__Objective__:
Write out every record in full, exactly as written, please.

__The input__:
..............................
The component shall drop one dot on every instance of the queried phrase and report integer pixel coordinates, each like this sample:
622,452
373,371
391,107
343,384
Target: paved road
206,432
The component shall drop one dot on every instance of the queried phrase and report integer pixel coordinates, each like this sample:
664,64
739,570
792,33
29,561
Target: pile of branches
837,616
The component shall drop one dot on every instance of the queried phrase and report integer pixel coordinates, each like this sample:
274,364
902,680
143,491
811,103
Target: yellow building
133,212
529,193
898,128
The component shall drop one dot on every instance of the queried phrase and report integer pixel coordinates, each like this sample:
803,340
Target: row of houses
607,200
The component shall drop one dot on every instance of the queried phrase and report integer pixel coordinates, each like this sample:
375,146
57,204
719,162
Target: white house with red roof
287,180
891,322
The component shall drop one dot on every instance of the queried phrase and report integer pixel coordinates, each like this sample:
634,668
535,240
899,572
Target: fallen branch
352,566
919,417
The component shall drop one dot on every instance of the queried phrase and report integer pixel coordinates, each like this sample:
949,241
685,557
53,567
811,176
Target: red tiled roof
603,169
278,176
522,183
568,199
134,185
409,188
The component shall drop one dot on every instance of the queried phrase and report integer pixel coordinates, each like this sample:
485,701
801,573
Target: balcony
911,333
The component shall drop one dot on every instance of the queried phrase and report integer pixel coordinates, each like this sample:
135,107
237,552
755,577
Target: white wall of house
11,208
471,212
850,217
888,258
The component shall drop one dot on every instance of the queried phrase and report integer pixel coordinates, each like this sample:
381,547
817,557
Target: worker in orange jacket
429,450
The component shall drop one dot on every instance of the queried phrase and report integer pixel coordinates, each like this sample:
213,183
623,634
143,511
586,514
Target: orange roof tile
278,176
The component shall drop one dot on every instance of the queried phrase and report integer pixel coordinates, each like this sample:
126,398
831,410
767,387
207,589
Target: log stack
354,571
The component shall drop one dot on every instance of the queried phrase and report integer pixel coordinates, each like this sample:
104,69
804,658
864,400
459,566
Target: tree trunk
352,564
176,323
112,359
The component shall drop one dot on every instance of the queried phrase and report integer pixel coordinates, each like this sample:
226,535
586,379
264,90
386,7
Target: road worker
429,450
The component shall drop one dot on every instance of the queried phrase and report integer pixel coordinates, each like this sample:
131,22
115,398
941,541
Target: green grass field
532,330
..............................
__Task result__:
The component shall drop one dot on every instance of the queried phrase and report integer pixel coordinates, each like this sample:
622,452
373,371
391,107
343,384
Target: paved road
206,432
The component shall drop one dot on every instance of the queried phrase and report integer pixel coordinates, each like this sample:
664,64
739,570
792,33
29,561
Target: pile of branches
837,616
The component shall drop one dot on every instance of the queried phrase and report integer pixel coordinates, each like this sample:
274,364
902,680
143,491
811,103
Target: yellow building
133,212
529,193
898,128
The component shall drop one dot on every instance of the queried phrase and report integer pixel coordinates, each like this sample:
803,340
Target: row of houses
607,200
The component shall drop one dot on every instance of the queried phrase and report integer pixel coordinates, each like this sample:
375,146
57,204
719,162
Target: white house with red roof
287,180
891,322
The component shall drop one dot on every instance of the queried phrase and report integer pixel coordinates, each like this sample:
634,668
535,240
899,572
Target: fallen branch
352,566
919,417
The component shall drop one dot on every instance of the queried phrase and report integer pixel coordinates, each like this sample:
949,241
685,557
53,567
811,176
Target: red tiled roof
603,169
278,176
522,183
568,199
134,185
409,188
The component shall drop one dot on every instance of the queried phrase and report integer pixel coordinates, each like this sample:
485,701
801,573
Target: balcony
911,333
The component shall drop one dot on every instance of the queried phrase and report integer pixel coordinates, each like this sample:
135,107
237,552
755,577
Target: white wall of house
11,208
471,212
850,217
888,258
The component shall drop one dot on every instance of the queried phrase and report integer pixel coordinates, each like this sample:
381,547
817,557
Target: worker in orange jacket
429,450
The component shall drop one dot on every instance of the queried phrase and report integer pixel coordinates, each like this sample:
213,183
623,634
143,511
586,514
Target: orange roof tile
278,176
The component shall drop one dot on every instance of the queried phrase and report integer pixel coordinates, each like this sample:
126,398
831,410
767,387
207,589
Target: log stack
354,571
The component shall drop one dot on every instance of the queried phrase and report integer pixel coordinates, each like this sample:
104,69
804,658
864,400
459,566
Target: tree trunk
352,564
176,323
112,359
The component shall drop one dot on every instance of the queried phrase and report integer pixel coordinates, each like this sample:
226,535
586,379
264,90
386,7
Target: road worker
429,450
The component shall drop one dot on every instance of the queried phrase and report integer pixel coordinates, each like this sample:
131,22
115,398
941,541
Target: green grass field
532,330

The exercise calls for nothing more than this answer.